> [What needs to be done] Reproduce all entries precisely as they are written.

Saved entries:
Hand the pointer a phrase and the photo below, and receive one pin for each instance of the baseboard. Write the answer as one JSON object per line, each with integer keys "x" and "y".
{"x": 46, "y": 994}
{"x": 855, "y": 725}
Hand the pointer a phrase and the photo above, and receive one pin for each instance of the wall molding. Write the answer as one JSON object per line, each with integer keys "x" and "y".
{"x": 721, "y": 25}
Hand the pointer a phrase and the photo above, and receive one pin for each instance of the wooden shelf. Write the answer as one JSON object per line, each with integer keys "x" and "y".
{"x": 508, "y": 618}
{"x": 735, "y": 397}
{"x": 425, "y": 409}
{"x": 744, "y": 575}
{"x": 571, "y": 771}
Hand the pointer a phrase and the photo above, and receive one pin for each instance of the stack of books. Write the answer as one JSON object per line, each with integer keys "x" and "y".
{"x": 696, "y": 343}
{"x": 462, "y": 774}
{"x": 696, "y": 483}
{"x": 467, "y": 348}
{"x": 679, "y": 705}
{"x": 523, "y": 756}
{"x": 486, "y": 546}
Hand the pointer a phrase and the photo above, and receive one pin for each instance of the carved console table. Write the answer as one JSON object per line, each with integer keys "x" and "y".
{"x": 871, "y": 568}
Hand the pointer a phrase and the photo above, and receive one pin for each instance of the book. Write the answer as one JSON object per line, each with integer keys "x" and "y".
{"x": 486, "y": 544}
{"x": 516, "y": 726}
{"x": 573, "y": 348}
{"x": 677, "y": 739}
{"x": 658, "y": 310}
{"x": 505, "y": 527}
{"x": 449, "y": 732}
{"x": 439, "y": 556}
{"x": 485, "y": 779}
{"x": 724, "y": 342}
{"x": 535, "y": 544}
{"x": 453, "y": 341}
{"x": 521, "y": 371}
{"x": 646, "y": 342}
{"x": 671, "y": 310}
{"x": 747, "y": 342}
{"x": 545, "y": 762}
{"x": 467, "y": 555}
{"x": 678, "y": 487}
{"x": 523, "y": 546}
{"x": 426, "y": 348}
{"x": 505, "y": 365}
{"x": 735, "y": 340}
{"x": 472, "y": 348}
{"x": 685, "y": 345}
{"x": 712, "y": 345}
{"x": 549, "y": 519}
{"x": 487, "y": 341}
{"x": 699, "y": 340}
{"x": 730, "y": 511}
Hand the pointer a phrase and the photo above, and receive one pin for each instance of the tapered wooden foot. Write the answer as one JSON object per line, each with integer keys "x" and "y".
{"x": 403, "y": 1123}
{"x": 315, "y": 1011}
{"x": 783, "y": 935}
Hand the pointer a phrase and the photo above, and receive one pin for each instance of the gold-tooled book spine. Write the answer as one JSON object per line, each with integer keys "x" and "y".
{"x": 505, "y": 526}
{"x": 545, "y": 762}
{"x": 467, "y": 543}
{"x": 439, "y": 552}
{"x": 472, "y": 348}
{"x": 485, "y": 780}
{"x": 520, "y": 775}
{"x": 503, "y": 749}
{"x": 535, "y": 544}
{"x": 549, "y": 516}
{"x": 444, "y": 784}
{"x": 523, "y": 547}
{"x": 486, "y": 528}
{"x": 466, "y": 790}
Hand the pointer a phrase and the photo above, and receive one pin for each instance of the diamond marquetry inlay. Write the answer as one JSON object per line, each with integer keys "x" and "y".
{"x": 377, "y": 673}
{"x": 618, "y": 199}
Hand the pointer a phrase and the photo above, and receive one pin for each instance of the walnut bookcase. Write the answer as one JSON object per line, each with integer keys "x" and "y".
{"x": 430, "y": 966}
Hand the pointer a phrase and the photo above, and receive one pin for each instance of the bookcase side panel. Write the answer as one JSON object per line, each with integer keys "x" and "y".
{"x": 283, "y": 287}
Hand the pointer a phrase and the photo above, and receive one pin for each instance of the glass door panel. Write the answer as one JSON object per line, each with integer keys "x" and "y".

> [Reply]
Hand the pointer a phrase and the photo below, and receive one pin for each instance of the baseboard. Write the answer as one JSON object per line, each with integer keys "x" and "y".
{"x": 46, "y": 994}
{"x": 855, "y": 725}
Hand the pointer a phrase and the photo above, and receive one pin for each instance of the wall molding. Write the answer as one JSON object per line, each with integer keys "x" and "y".
{"x": 721, "y": 25}
Hand the pointer a phrase and the photo above, and receive one pin for each instance of the wooden shelf. Write the answer as one JSON object per line, each with integer keys "x" and "y".
{"x": 508, "y": 618}
{"x": 735, "y": 397}
{"x": 425, "y": 409}
{"x": 744, "y": 575}
{"x": 571, "y": 771}
Hand the pointer a phrase and the photo above, and receive one pin for each instance of the stack of books. Write the answer as one JSON object per line, each with integer keys "x" and "y".
{"x": 696, "y": 343}
{"x": 462, "y": 774}
{"x": 696, "y": 483}
{"x": 467, "y": 348}
{"x": 679, "y": 705}
{"x": 523, "y": 756}
{"x": 486, "y": 546}
Hand the pointer a phrase and the photo above, and receive one pin for each instance of the carved console table. Write the answer as one JSON object per line, each with integer keys "x" and "y".
{"x": 871, "y": 568}
Hand the pointer a phrase and the photo above, and receive one pin for each instance of the book. Write the answer as one JSON object per line, each with integer keys "x" and "y".
{"x": 486, "y": 544}
{"x": 516, "y": 726}
{"x": 573, "y": 348}
{"x": 677, "y": 739}
{"x": 658, "y": 310}
{"x": 505, "y": 527}
{"x": 449, "y": 732}
{"x": 439, "y": 556}
{"x": 485, "y": 779}
{"x": 724, "y": 342}
{"x": 535, "y": 544}
{"x": 453, "y": 341}
{"x": 521, "y": 371}
{"x": 646, "y": 342}
{"x": 671, "y": 310}
{"x": 747, "y": 342}
{"x": 545, "y": 762}
{"x": 467, "y": 555}
{"x": 678, "y": 487}
{"x": 523, "y": 546}
{"x": 426, "y": 348}
{"x": 505, "y": 365}
{"x": 735, "y": 340}
{"x": 472, "y": 348}
{"x": 685, "y": 345}
{"x": 712, "y": 345}
{"x": 549, "y": 519}
{"x": 487, "y": 341}
{"x": 699, "y": 340}
{"x": 730, "y": 511}
Hand the pointer a phrase and the photo above, and receive one pin for each instance of the tapered wooden foot. Write the answer as one JSON object per line, each with integer keys "x" and "y".
{"x": 403, "y": 1123}
{"x": 315, "y": 1011}
{"x": 783, "y": 935}
Hand the pointer a phrase and the photo above, and receive one pin for each instance of the gold-tooled book spine. Write the answer as one JSON object per line, each with integer keys "x" and "y".
{"x": 505, "y": 526}
{"x": 545, "y": 762}
{"x": 467, "y": 543}
{"x": 439, "y": 552}
{"x": 472, "y": 348}
{"x": 485, "y": 780}
{"x": 520, "y": 775}
{"x": 503, "y": 749}
{"x": 535, "y": 544}
{"x": 549, "y": 516}
{"x": 444, "y": 784}
{"x": 523, "y": 547}
{"x": 486, "y": 528}
{"x": 466, "y": 790}
Hand the pointer a phrase and the photo above, and receive one pin for each instance of the diamond marquetry inlay. Write the answer as one JSON object per line, each with integer keys "x" and "y".
{"x": 377, "y": 673}
{"x": 618, "y": 199}
Hand the pointer a phrase and the photo above, and receive one pin for each instance of the walnut bookcase. Write the answer as one JSON object per line, each with integer keys "x" and "y".
{"x": 430, "y": 966}
Hand the pointer a phrase and the photo above, and receive one pin for each instance of the bookcase side panel. Write the answer as one JSON object per line, each with integer keys "x" and "y".
{"x": 283, "y": 287}
Hand the pointer a phrase and the photo above, and receive one pin for each instance of the glass door panel. Write the answer as one JSON object per line, each with integer keys "x" and "y".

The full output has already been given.